** DATA FOR THIS EXERCISE **
##############################
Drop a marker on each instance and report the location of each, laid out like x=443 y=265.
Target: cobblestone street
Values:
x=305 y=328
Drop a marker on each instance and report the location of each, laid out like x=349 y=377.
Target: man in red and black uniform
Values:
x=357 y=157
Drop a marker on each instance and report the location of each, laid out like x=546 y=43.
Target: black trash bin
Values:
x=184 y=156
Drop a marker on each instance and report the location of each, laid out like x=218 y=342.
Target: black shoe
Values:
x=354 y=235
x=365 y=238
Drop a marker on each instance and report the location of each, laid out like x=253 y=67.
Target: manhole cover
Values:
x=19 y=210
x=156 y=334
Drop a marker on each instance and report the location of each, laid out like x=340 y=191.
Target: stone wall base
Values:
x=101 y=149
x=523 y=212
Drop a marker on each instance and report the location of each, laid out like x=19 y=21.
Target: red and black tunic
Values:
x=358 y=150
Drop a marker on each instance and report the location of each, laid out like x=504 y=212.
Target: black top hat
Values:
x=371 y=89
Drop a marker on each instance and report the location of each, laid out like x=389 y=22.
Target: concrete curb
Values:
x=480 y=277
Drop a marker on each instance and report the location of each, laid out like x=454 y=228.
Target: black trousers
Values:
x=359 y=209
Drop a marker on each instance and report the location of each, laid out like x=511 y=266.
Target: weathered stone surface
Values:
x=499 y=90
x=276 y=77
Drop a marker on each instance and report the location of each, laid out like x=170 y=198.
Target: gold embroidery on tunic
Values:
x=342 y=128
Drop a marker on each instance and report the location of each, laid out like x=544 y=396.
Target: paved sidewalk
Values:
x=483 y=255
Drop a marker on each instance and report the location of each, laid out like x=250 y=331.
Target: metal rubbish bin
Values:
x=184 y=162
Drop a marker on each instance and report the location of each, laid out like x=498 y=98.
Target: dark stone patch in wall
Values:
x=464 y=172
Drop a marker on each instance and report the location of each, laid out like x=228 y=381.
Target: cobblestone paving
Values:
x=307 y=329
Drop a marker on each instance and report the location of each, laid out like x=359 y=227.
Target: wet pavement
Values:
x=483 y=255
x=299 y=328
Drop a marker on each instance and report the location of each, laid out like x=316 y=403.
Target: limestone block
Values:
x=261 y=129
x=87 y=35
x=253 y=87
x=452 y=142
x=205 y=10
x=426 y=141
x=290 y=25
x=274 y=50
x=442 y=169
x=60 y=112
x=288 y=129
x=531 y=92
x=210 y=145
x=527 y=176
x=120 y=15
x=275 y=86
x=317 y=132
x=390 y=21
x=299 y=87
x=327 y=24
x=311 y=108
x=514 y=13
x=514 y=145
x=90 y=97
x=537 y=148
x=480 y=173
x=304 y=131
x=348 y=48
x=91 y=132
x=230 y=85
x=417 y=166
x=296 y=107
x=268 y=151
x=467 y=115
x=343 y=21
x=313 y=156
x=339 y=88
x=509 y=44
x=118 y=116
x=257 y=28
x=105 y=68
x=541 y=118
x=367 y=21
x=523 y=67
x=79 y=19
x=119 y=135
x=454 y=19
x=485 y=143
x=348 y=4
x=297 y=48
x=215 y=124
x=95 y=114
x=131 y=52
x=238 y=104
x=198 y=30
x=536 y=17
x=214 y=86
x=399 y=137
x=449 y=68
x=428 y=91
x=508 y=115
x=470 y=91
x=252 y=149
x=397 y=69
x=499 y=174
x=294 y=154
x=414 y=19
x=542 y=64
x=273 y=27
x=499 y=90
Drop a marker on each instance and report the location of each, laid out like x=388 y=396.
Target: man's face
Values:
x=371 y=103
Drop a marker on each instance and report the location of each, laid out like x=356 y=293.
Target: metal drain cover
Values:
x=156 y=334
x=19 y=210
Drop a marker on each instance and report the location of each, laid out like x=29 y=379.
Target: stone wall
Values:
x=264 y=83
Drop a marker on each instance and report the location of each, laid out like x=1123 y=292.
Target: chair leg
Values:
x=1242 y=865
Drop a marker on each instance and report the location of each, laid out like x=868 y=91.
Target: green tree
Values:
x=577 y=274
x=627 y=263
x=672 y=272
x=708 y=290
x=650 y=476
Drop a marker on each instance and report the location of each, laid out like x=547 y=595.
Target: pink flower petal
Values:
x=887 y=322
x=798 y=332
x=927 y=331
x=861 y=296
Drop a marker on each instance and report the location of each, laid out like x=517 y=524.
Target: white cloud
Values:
##############################
** EXERCISE **
In the listing above, rewrite the lines from the line with "like x=389 y=22." to the line with "x=480 y=277", changing "concrete curb" to "stone curb" and leaving everything else the same. Return only those lines.

** WRITTEN SOLUTION **
Drop a marker on each instance and report the location of each, laid out like x=389 y=22.
Target: stone curb
Values:
x=480 y=277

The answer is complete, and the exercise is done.